* _Directions for this task_
Below are some records; reproduce every one of them exactly.

* _Recorded data_

_ _ _ _

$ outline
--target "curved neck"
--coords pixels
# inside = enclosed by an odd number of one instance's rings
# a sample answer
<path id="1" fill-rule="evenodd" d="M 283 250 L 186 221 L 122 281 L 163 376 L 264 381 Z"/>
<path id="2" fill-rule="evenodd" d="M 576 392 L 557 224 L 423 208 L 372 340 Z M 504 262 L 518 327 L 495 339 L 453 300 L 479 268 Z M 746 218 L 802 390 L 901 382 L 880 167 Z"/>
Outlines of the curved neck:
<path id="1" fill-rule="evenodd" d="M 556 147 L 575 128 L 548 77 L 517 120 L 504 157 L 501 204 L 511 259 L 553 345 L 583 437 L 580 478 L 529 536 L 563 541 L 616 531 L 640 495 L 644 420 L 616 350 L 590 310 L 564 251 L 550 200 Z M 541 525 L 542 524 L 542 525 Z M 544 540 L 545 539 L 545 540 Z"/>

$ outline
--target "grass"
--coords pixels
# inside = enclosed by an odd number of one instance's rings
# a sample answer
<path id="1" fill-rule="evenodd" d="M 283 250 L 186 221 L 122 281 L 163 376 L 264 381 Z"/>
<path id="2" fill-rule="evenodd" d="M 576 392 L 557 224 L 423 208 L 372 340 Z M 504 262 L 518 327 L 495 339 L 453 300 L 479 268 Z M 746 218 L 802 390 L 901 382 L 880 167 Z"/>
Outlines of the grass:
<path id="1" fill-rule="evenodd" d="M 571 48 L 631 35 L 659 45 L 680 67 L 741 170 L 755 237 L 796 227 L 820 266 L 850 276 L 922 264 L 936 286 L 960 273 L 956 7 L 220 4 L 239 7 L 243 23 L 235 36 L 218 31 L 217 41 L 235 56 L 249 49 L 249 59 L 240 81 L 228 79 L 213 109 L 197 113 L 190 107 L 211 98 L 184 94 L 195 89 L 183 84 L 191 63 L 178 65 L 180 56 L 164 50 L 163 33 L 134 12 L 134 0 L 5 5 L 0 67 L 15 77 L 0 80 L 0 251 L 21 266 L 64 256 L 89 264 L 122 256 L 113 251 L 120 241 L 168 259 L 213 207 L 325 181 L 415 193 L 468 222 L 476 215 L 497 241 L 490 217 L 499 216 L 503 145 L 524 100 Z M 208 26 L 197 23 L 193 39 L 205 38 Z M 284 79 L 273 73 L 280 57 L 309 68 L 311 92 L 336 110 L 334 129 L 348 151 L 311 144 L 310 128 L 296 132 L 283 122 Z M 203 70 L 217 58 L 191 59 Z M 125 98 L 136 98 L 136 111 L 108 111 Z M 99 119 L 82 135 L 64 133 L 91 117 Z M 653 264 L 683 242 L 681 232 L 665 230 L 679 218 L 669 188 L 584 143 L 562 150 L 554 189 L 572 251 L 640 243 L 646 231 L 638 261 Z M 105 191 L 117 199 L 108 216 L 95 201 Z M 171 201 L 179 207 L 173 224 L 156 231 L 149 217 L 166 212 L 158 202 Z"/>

_ _ _ _

* _Exercise output_
$ outline
--target "curved neck"
--coords pixels
# inside = enclosed by an odd number of one instance's rings
# a sample answer
<path id="1" fill-rule="evenodd" d="M 283 250 L 186 221 L 122 281 L 163 376 L 264 381 Z"/>
<path id="2" fill-rule="evenodd" d="M 576 392 L 557 224 L 423 208 L 372 340 Z M 504 262 L 518 327 L 495 339 L 453 300 L 479 268 Z M 746 218 L 802 390 L 901 382 L 880 167 Z"/>
Outlines of the curved neck:
<path id="1" fill-rule="evenodd" d="M 556 147 L 575 128 L 548 77 L 517 120 L 504 157 L 501 204 L 511 259 L 553 345 L 583 437 L 580 478 L 529 536 L 563 541 L 616 531 L 640 495 L 644 420 L 616 350 L 590 310 L 564 251 L 550 200 Z M 541 525 L 542 524 L 542 525 Z M 544 540 L 545 539 L 545 540 Z"/>

$ outline
--target "grass"
--coords pixels
# inside = enclosed by an odd number of one instance's rings
# a sample answer
<path id="1" fill-rule="evenodd" d="M 283 250 L 186 221 L 122 281 L 163 376 L 264 381 Z"/>
<path id="2" fill-rule="evenodd" d="M 576 392 L 557 224 L 423 208 L 372 340 Z M 504 262 L 518 327 L 495 339 L 453 300 L 479 268 Z M 746 218 L 802 390 L 901 382 L 880 167 Z"/>
Outlines of the grass:
<path id="1" fill-rule="evenodd" d="M 571 48 L 631 35 L 659 45 L 680 67 L 741 170 L 755 237 L 796 227 L 820 266 L 850 276 L 922 264 L 936 286 L 960 273 L 956 7 L 220 4 L 239 7 L 243 23 L 235 36 L 218 31 L 217 41 L 235 56 L 249 49 L 249 59 L 240 81 L 228 79 L 213 109 L 197 113 L 190 107 L 211 98 L 184 94 L 195 89 L 183 84 L 191 63 L 178 65 L 180 56 L 164 50 L 163 33 L 134 12 L 134 0 L 5 5 L 0 67 L 15 77 L 0 80 L 0 251 L 21 266 L 64 256 L 89 264 L 122 256 L 113 251 L 120 241 L 168 259 L 213 207 L 325 181 L 415 193 L 468 222 L 476 215 L 497 241 L 490 217 L 499 216 L 503 145 L 524 100 Z M 208 26 L 197 23 L 193 39 L 205 38 Z M 284 79 L 273 73 L 280 57 L 309 68 L 311 92 L 336 110 L 334 129 L 348 151 L 311 144 L 310 128 L 296 132 L 283 122 Z M 203 70 L 217 58 L 191 59 Z M 125 98 L 136 98 L 136 111 L 108 111 Z M 99 119 L 82 135 L 64 133 L 91 117 Z M 653 264 L 683 242 L 681 232 L 665 230 L 679 218 L 669 188 L 584 143 L 562 150 L 554 189 L 572 251 L 640 243 L 646 231 L 638 261 Z M 105 191 L 117 199 L 108 216 L 95 201 Z M 171 201 L 179 207 L 173 224 L 156 231 L 149 217 L 166 212 L 158 202 Z"/>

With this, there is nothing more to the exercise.